Text block: Begin
Registered dietitian nutritionists (RDNs) are food and nutrition experts. They assess your health and nutritional needs. They come up with plans to meet those needs. RDNs are trained to help you with a variety of food, nutrition, and health needs. These include:

  • Helping you lose or gain weight

  • Finding foods that help ease swallowing

  • Coming up with special diets for certain conditions. These include celiac disease, food allergies, gout, and digestive problems.

  • Understanding dietary changes that need to be made because of a disability

  • Helping with tube feeding formulas and schedules if you can’t swallow

  • Teaching you and your family about nutrition topics linked to diseases. Examples are diabetes and heart disease.
Text block: End
> [Work request 1]:
In the text about registered dietitian nutritionists, which conditions are named as ones that may call for special diets?
> [Work request 2]:
Reproduce verbatim the part of the text about registered dietitian nutritionists between "Registered dietitian nutritionists" and "and heart disease.", inclusive.
Provided material: Begin
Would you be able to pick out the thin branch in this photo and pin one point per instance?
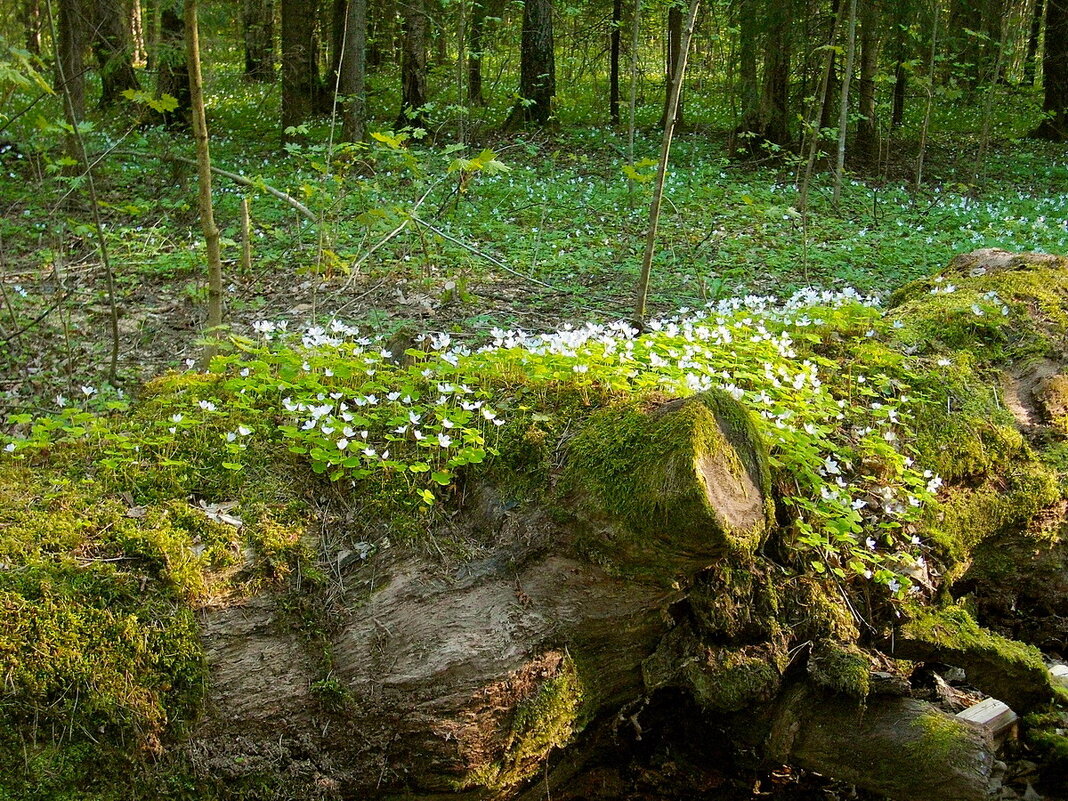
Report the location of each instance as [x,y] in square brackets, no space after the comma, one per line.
Provided material: End
> [Result 1]:
Celiac disease, food allergies, gout, and digestive problems.

> [Result 2]:
Registered dietitian nutritionists (RDNs) are food and nutrition experts. They assess your health and nutritional needs. They come up with plans to meet those needs. RDNs are trained to help you with a variety of food, nutrition, and health needs. These include:

  • Helping you lose or gain weight

  • Finding foods that help ease swallowing

  • Coming up with special diets for certain conditions. These include celiac disease, food allergies, gout, and digestive problems.

  • Understanding dietary changes that need to be made because of a disability

  • Helping with tube feeding formulas and schedules if you can’t swallow

  • Teaching you and your family about nutrition topics linked to diseases. Examples are diabetes and heart disease.